**Required work**
Repeat the material exactly, every line of it.

(Position annotation records)
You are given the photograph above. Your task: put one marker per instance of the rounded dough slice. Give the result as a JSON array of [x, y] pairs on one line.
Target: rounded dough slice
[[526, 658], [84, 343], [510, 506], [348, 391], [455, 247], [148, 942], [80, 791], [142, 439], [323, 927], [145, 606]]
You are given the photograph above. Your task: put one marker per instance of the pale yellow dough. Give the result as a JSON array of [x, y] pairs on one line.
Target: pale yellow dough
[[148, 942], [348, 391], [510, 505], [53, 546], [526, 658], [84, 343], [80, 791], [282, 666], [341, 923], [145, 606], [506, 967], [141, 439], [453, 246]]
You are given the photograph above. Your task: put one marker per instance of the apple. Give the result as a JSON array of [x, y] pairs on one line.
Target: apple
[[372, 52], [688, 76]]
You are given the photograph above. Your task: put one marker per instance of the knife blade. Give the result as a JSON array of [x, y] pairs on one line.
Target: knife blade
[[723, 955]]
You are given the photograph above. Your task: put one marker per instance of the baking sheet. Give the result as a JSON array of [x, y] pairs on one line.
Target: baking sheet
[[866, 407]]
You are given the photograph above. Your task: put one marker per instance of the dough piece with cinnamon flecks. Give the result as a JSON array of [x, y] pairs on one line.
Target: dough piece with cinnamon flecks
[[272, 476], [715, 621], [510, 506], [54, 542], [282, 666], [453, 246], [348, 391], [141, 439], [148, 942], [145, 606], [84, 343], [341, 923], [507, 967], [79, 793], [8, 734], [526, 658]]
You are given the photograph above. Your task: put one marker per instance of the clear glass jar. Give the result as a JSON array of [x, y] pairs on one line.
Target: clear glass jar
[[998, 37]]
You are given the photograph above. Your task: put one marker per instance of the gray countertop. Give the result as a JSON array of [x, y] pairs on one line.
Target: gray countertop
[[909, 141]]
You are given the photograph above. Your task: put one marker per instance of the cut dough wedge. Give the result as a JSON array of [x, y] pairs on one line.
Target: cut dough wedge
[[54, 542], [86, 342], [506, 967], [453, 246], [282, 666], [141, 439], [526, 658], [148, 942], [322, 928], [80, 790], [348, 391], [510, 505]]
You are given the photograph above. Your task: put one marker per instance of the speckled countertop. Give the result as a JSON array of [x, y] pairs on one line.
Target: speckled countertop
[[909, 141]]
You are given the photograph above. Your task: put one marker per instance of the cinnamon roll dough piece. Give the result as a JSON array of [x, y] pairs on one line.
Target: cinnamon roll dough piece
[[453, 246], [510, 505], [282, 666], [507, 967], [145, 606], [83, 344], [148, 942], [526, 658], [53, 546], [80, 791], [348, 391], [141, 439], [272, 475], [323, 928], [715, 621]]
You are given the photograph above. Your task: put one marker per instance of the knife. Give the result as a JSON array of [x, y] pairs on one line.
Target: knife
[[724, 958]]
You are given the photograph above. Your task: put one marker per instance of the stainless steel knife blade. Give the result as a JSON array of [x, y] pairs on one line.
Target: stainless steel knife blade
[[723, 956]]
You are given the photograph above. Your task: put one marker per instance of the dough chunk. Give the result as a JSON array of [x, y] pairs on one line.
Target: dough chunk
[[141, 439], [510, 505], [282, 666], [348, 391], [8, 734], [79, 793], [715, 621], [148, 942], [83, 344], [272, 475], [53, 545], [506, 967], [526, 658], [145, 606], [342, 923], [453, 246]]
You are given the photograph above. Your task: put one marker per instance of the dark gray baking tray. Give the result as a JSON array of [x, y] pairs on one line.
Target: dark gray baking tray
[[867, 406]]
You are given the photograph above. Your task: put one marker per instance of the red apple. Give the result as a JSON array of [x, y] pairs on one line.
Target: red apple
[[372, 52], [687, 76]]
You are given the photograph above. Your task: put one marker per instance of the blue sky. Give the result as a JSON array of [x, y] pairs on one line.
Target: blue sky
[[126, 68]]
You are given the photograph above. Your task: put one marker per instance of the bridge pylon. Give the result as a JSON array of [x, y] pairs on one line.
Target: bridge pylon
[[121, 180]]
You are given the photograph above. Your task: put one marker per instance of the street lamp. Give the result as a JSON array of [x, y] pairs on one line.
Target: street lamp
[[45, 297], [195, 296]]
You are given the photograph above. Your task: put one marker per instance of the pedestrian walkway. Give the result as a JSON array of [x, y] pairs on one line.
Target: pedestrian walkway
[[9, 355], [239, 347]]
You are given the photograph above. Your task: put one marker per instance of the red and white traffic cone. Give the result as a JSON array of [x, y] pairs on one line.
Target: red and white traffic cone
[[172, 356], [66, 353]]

**Task solution**
You are given the photograph above. Your task: put one marker per instance of the rounded dough slice. Give the result as a JSON array of [x, y] pairs on one line.
Target: rounded dough slice
[[526, 658], [84, 343], [510, 506], [348, 391], [455, 247], [148, 942], [80, 791], [142, 439], [323, 927], [145, 606]]
You are given the photograph above. Your task: put one marker per instance of the pale yellow dough. Give the result as a JSON array of [x, y] pairs on one line.
Target: pale yellow dough
[[148, 942], [348, 391], [510, 505], [53, 546], [526, 658], [84, 343], [80, 791], [282, 666], [341, 923], [145, 606], [506, 967], [141, 439], [453, 246]]
You are given the photograph above. Your task: put one marker per instance of the apple. Give the result as a JSON array of [x, y] pairs on one line.
Target: apple
[[372, 52], [688, 76]]
You are given the photograph above. Your task: put one marker per instance of the knife blade. Give the result as a JSON array of [x, y] pairs on one line.
Target: knife blade
[[723, 955]]
You are given the photograph above. Your task: put one marker per instance of the baking sheet. Give the result as a JSON array of [x, y] pairs on one line.
Target: baking sheet
[[866, 407]]
You are given the photograph above. Your task: put one marker per instance of the dough piece with cinnamon flecks. Give the result as a JSON array of [x, y] pairs on one line.
Target: dough piece with cinnamon flecks
[[272, 476], [715, 621], [510, 506], [54, 542], [282, 666], [453, 246], [348, 391], [141, 439], [148, 942], [145, 606], [84, 343], [341, 923], [507, 967], [79, 793], [8, 734], [526, 658]]
You are given the photograph above. Your task: put one marker per instance of the clear glass jar. Give the result as a JSON array of [x, y] pairs on one line.
Target: clear glass jar
[[998, 37]]
You are given the photograph above. Your task: put one marker per instance of the gray countertop. Give the result as a JSON array of [x, y] pairs on one line.
Target: gray countertop
[[909, 141]]
You are given the photograph above. Your task: put one marker per instance of the cut dough wedge. Give the result as a JSON array of [x, y] pairs on one line.
Target: cut dough wedge
[[54, 542], [86, 342], [506, 967], [453, 246], [282, 666], [141, 439], [526, 658], [148, 942], [322, 928], [80, 790], [348, 391], [510, 505]]
You are given the photograph above. Your task: put one marker per instance of the speckled countertop. Give the result as a JSON array of [x, y] pairs on one line.
Target: speckled countertop
[[909, 141]]
You are given the photograph above. Your task: put one marker per instance of the cinnamon roll dough piece. Give the result as a JSON array of [x, y] pairs on one line.
Target: cinnamon roll dough piece
[[453, 246], [510, 505], [282, 666], [507, 967], [145, 606], [83, 344], [148, 942], [526, 658], [53, 546], [80, 791], [348, 391], [141, 439], [272, 475], [323, 928], [715, 621]]
You are given the photograph above. Your task: put one marker per instance of the knife. Give the result as a JSON array of [x, y] pairs on one line.
Target: knife
[[724, 958]]
You are given the photograph above. Your task: put one marker per instance of the stainless steel knife blade. Give the result as a JSON array of [x, y] pairs on one line.
Target: stainless steel knife blade
[[723, 956]]
You are given the photograph above. Your task: put one marker per instance of the dough chunk. Give the result as a JSON array of [x, y] pairs on one line.
Target: dough chunk
[[141, 439], [510, 505], [282, 666], [348, 391], [8, 734], [79, 793], [715, 621], [148, 942], [83, 344], [272, 475], [53, 545], [506, 967], [526, 658], [145, 606], [342, 923], [453, 246]]
You are given the photograph above. Your task: put one marker per instance of the dark gray baking tray. Give the result as a JSON array of [x, y] pairs on one line.
Target: dark gray baking tray
[[867, 406]]
You are given the photograph above. Your task: put one marker per instance of the red apple. Give the result as a JSON array of [x, y] pairs on one line.
Target: red apple
[[372, 52], [687, 76]]
You are given the photograph above. Your task: put one marker per instance of the blue sky. Give the result as a JSON array of [x, y] pairs on one line.
Target: blue sky
[[126, 68]]
You are given the photograph above. Your task: put one marker per instance of the bridge pylon. Give the result as a JSON array of [x, y] pairs on one line.
Target: bridge pylon
[[121, 180]]
You are given the photograph above. Your task: put one marker per instance of the street lamp. Give the result as a JSON array of [x, y] pairs on one line.
Target: street lamp
[[45, 297], [195, 296]]
You are given the photograph above. Your task: put one marker per instance of the pedestrian walkway. Give the result as a JSON array of [x, y] pairs on one line.
Target: pedestrian walkway
[[9, 355], [239, 347]]
You are given the photograph above. Your task: put one marker per instance of the red and white traffic cone. Give the result as a JSON array of [x, y] pairs on one line.
Target: red and white traffic cone
[[172, 356], [66, 353]]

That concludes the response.